#### Cosa fare
Prosegui, per favore, il testo sulle offensive militari turche nelle zone curde, riprendendo subito dopo la sua ultima frase.

#### Estratto del testo
Tutti gli attacchi militari turchi nelle zone controllate dai curdi sono motivate, da Erdogan, come un tentativo di eliminare le minacce terroristiche dal confine turco.
Di volta in volta le incursioni si sono dirette ufficialmente contro le basi del PKK o dell’ISIS ma in più di un’occasione hanno interessato aree controllate dai curdi siriani alleati dell’Occidente contro l’ISIS.
Sul versante siriano, una prima escalation si è avuta nell’estate del 2016 quando Erdogan intimò ai curdi di lasciare tutta l’area ad ovest dell’Eufrate sotto minaccia di invasione. Solo un forte intervento politico americano scongiurò l’operazione militare, ma di fatto la ritardò di qualche mese. Infatti, l’operazione militare, denominata “Ramoscello d’ulivo”, fu lanciata nel gennaio del 2018. La zona colpita dall’attacco turco fu la zona attorno alla città di Afrin (vedi cartina 1).
Già questa offensiva provocò numerosi morti tra i civili e oltre 200.000 profughi curdi che lasciarono le loro abitazioni in un’operazione di pulizia etnica del saliente di Afrin. Al termine delle operazioni militari i curdi residenti nell’area di Afrin sono stati sostituiti da arabi e turcomanni di altre zone della Siria. Questa offensiva, come le precedenti effettuate in Iraq, non ha provocato la ben che minima reazione dell’ONU e di nessun organismo internazionale. In pratica, per il diritto internazionale, evidentemente, è diventato ammissibile intervenire militarmente in uno Stato sovrano per cambiarne la natura etnica della popolazione. Ora entriamo più nel dettaglio dell’offensiva turca nel Rojava.

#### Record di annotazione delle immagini
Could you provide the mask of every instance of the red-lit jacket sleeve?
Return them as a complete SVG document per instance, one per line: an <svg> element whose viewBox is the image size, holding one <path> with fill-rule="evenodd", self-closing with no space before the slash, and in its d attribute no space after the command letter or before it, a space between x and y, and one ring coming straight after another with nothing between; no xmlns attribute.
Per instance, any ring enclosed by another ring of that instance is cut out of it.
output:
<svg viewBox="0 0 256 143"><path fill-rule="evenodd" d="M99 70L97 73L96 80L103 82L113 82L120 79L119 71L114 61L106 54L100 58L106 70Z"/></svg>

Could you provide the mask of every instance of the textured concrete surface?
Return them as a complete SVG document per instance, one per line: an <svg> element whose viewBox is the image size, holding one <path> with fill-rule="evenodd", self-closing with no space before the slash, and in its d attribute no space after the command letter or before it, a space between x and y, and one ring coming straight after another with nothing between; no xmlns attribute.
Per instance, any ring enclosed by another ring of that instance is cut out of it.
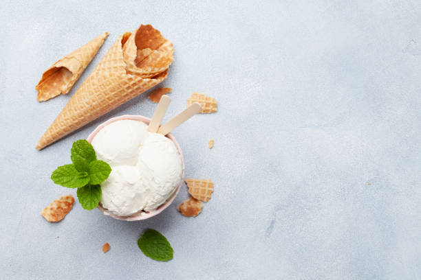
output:
<svg viewBox="0 0 421 280"><path fill-rule="evenodd" d="M421 279L420 1L15 0L0 22L0 278ZM75 194L49 178L72 143L111 117L153 112L147 93L34 148L118 35L142 23L175 48L166 119L195 91L219 102L174 132L186 175L213 179L213 196L196 218L175 209L184 188L144 222L76 203L46 222L43 207ZM70 93L38 103L42 72L105 31ZM138 249L147 228L166 236L172 261Z"/></svg>

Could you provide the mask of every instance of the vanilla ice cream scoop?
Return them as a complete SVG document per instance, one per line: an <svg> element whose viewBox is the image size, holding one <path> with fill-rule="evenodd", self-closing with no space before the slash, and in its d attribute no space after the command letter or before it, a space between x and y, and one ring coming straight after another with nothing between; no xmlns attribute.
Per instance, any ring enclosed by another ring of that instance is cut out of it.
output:
<svg viewBox="0 0 421 280"><path fill-rule="evenodd" d="M101 205L118 216L156 209L182 178L182 159L174 143L147 128L142 121L118 120L91 141L97 158L111 167L101 184Z"/></svg>

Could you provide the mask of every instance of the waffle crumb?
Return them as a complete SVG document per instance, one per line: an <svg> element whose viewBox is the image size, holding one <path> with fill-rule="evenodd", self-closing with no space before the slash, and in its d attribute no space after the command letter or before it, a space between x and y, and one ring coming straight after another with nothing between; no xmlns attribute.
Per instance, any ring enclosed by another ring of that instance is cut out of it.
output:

#### Risultato dell'esercizio
Lo scorso ottobre, dopo che la Casa Bianca ha preso la decisione di abbandonare le basi militari nel Kurdistan siriano al confine con la Turchia, è iniziata l’offensiva militare turca. La criticata decisione USA di ripiegare le proprie truppe in altre basi nell’area sud est del Kurdistan siriano e in Iraq è stata interpretata da Erdogan come un “semaforo verde” americano all’offensiva già preannunciata da mesi. Le implicazioni di questa offensiva militare sono enormi sotto molti punti di vista.
Erdogan ha proclamato che lo scopo principale è quello di creare una zona cuscinetto profonda 30 km lungo il confine internazionale tra la Turchia e la Siria (vedi cartina 2)
Per il presidente turco lo scopo di questa zona cuscinetto è “mettere in sicurezza” il confine turco dalla presenza dei terroristi. Per Erdogan i terroristi sono, indiscriminatamente, tutte le milizie curde. Inoltre, cosa altrettanto importante, il presidente turco vuole cambiare etnicamente tutta la regione del Rojava, facente parte di uno Stato sovrano, con la sistemazione di quasi 3 milioni di profughi siriani arabo-sunniti.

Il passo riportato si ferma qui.